Records: Begin

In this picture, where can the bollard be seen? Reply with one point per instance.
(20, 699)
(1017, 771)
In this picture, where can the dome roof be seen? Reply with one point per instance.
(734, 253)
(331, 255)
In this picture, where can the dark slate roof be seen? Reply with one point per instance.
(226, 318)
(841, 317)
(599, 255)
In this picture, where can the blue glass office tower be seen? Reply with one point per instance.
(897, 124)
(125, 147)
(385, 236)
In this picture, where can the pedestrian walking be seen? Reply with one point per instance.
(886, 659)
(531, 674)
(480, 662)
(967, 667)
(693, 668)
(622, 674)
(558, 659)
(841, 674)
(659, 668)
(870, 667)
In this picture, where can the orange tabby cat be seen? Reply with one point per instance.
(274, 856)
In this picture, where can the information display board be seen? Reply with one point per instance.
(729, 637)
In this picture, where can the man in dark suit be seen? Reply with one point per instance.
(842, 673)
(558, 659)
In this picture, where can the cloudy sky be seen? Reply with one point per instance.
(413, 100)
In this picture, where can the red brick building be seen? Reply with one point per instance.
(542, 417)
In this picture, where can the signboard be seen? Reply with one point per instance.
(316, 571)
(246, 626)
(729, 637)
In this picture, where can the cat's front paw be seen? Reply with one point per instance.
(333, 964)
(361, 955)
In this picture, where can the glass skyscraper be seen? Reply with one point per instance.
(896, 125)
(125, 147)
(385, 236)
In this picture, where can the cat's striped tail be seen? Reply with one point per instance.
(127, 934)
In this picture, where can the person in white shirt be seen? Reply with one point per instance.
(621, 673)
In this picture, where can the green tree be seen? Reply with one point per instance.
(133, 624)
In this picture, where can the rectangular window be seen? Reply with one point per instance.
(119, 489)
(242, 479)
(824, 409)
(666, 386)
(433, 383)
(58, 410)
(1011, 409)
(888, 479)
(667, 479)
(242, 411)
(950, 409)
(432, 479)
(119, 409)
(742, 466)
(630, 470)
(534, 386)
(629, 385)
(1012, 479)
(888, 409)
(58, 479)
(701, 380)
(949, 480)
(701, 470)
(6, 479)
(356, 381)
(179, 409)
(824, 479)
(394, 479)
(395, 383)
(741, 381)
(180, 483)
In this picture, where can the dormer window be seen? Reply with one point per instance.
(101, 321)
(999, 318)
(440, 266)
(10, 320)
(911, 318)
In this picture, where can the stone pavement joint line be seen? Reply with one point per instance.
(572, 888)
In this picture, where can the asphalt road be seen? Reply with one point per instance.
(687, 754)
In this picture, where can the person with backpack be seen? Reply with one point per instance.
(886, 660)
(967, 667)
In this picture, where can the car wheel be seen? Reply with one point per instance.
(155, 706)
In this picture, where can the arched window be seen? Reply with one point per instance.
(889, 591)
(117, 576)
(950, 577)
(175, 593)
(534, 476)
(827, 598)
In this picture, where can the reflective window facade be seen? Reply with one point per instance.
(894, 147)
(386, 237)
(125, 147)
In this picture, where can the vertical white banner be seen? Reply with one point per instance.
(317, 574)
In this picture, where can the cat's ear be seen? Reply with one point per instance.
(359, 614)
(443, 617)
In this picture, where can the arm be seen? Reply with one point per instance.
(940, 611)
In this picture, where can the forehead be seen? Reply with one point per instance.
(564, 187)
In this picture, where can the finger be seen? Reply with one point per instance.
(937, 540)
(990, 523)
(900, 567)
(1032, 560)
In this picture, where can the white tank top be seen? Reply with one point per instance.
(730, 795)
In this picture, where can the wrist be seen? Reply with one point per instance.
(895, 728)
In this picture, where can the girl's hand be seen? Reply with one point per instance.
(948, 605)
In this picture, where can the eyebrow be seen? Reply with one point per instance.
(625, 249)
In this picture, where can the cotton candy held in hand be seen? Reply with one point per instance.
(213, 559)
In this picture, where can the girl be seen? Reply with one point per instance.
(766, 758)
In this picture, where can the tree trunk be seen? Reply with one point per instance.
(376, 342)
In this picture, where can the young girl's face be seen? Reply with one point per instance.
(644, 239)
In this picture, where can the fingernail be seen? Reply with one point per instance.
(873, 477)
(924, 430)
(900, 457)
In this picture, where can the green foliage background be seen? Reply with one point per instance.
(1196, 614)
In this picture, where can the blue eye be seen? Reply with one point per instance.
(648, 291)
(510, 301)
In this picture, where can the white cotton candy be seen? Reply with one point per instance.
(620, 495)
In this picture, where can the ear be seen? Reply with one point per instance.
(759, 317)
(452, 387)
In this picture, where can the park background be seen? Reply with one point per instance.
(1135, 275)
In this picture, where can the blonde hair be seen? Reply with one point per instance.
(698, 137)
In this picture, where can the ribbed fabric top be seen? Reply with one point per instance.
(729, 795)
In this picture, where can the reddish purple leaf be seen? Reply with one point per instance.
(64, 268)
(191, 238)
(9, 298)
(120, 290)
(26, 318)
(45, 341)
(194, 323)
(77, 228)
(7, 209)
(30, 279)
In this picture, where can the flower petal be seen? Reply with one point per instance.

Records: End

● The problem: Copy every record exactly as presented.

● Task response:
In this picture, where can the bollard be seen? Reply with one point per instance.
(20, 699)
(1017, 771)
In this picture, where can the dome roof be seen? Reply with one point per instance.
(734, 253)
(331, 255)
In this picture, where can the dark slate roof be seen? Reply with one point per instance.
(226, 318)
(841, 317)
(599, 255)
In this picture, where can the blue glass office tower be seen? Reply with one point per instance.
(897, 124)
(125, 147)
(385, 236)
In this picture, where can the pedestrian walking be seen? Reply with one point per instance.
(886, 659)
(531, 674)
(480, 662)
(967, 667)
(693, 668)
(622, 674)
(558, 659)
(841, 674)
(659, 668)
(870, 667)
In this picture, where can the orange tabby cat be seen? Reply with one point per instance.
(274, 856)
In this picture, where can the information display board be seen? Reply with one point per instance.
(729, 637)
In this picture, where can the man in dark suit be seen? Reply with one point per instance.
(842, 673)
(558, 659)
In this picture, where can the cloudy sky be seen? Reply with one point per instance.
(413, 100)
In this picture, where can the red brick building be seen? Reply with one point per instance.
(542, 417)
In this picture, where can the signboard be seen? Reply with one point per instance.
(316, 571)
(246, 626)
(729, 637)
In this picture, where can the cat's front paw be seen? Reply with one point per instance.
(333, 964)
(361, 955)
In this picture, where can the glass skyscraper be seen? Reply with one point per instance.
(896, 125)
(125, 147)
(385, 236)
In this picture, where can the cat's striped tail be seen? Reply with one point per instance.
(127, 934)
In this picture, where can the person in white shirt be seen? Reply with one point per instance.
(621, 673)
In this picture, where can the green tree be seen? Reply with one point per instance.
(133, 624)
In this picture, where can the rectangular window be seen? Reply with one point per instance.
(119, 489)
(242, 479)
(824, 409)
(666, 386)
(433, 383)
(58, 410)
(1011, 409)
(888, 479)
(667, 479)
(242, 411)
(950, 409)
(432, 479)
(119, 409)
(742, 466)
(630, 470)
(534, 386)
(629, 385)
(1012, 479)
(888, 409)
(58, 479)
(701, 380)
(949, 480)
(701, 470)
(6, 479)
(356, 381)
(179, 409)
(824, 479)
(394, 479)
(395, 383)
(741, 381)
(180, 483)
In this picture, where can the dormer window be seen? Reply with one point per instance.
(101, 321)
(999, 318)
(440, 266)
(10, 320)
(911, 318)
In this picture, where can the stone pavement joint line be seen? Reply with one point per instance.
(572, 888)
In this picture, where can the asphalt road be seen? Reply with one point per instance.
(687, 754)
In this picture, where can the person with backpack be seen? Reply with one point per instance.
(886, 660)
(967, 667)
In this picture, where can the car wheel be seen? Reply with one point per instance.
(155, 706)
In this picture, where can the arched window be seen? Reply with one point per instance.
(889, 591)
(117, 576)
(950, 577)
(175, 593)
(534, 476)
(827, 598)
In this picture, where can the reflective window facade be seen? Reply with one point per instance.
(894, 147)
(386, 237)
(125, 147)
In this picture, where can the vertical white banner be seen? Reply with one point per instance.
(317, 574)
In this picture, where can the cat's ear be seen? Reply with one point per instance.
(359, 614)
(443, 617)
In this picture, where can the arm be seen? Reply with one point per instance.
(940, 611)
In this picture, where can the forehead be seen? Reply with one point per instance.
(564, 187)
In this picture, where can the finger be seen? Reply with one point per instance.
(937, 540)
(990, 523)
(900, 567)
(1032, 560)
In this picture, where can the white tank top be seen? Reply with one point per instance.
(730, 795)
In this picture, where can the wrist be seen? Reply with one point per instance.
(895, 728)
In this picture, where can the girl's hand be seen? Reply with one point per instance.
(948, 605)
In this picture, where can the eyebrow be seen? Reply with one point per instance.
(625, 249)
In this picture, where can the cotton candy held in hand be seen? Reply with one point per instance.
(213, 559)
In this picture, where can the girl be seen? Reply with one point per instance.
(766, 758)
In this picture, where can the tree trunk be seen? Reply with one point per instance.
(376, 342)
In this picture, where can the young girl's face be seen? Reply with one point per instance.
(644, 239)
In this picture, where can the fingernail be seen? Reply with one point per instance.
(873, 477)
(924, 430)
(900, 457)
In this picture, where can the green foliage background be seen? Reply with one point per instance.
(1196, 614)
In this picture, where can the blue eye be seen? Reply with one point per instance.
(648, 291)
(510, 301)
In this picture, where can the white cotton candy be seen? Reply with one point per instance.
(620, 495)
In this picture, where can the ear be seen? Reply with one point per instance.
(759, 317)
(452, 387)
In this picture, where can the park background be seen? Reply with one point per instance.
(1135, 275)
In this picture, where can the blonde hair be seen? Reply with one point per instance.
(698, 137)
In this picture, where can the ribbed fabric top be seen? Reply with one point per instance.
(729, 795)
In this picture, where can the reddish purple leaf be seen? Reply with one point per instance.
(64, 268)
(191, 238)
(9, 298)
(120, 290)
(26, 318)
(45, 341)
(194, 323)
(77, 228)
(7, 209)
(30, 279)
In this picture, where can the flower petal be seen? Reply with one point per instance.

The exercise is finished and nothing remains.